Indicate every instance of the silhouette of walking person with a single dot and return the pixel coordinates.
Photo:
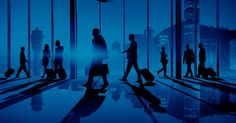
(189, 59)
(99, 54)
(132, 59)
(45, 60)
(58, 61)
(202, 59)
(22, 64)
(164, 61)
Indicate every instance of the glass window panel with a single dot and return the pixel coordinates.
(3, 36)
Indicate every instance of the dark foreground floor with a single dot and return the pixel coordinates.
(169, 101)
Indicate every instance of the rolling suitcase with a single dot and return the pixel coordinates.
(9, 72)
(147, 75)
(210, 72)
(51, 74)
(62, 73)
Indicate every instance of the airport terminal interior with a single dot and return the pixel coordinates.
(55, 41)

• • • • • • •

Task directions: Format every line of the listing above as a JSON list of strings, one string per line, skipping blank lines and leaving out the pictures.

Answer:
[
  "Indicate every instance of the silhouette of walking person with a single dot and return the pixel coordinates.",
  "Photo:",
  "(189, 59)",
  "(99, 54)",
  "(132, 59)",
  "(45, 60)",
  "(58, 61)",
  "(202, 59)",
  "(22, 64)",
  "(164, 61)",
  "Indicate every instance of the glass window panel with a single dot and return the pixel coordinates.",
  "(3, 36)",
  "Indicate every instance of the dark foreground floor with a single dot and return the pixel coordinates.",
  "(169, 101)",
  "Indicate every instance of the rolling suitcase with a single dot and return the pixel coordinates.",
  "(9, 72)",
  "(147, 75)",
  "(210, 72)",
  "(51, 74)",
  "(62, 73)",
  "Indicate every instance of the airport terminal interior with a single dot and return the pixel coordinates.",
  "(55, 41)"
]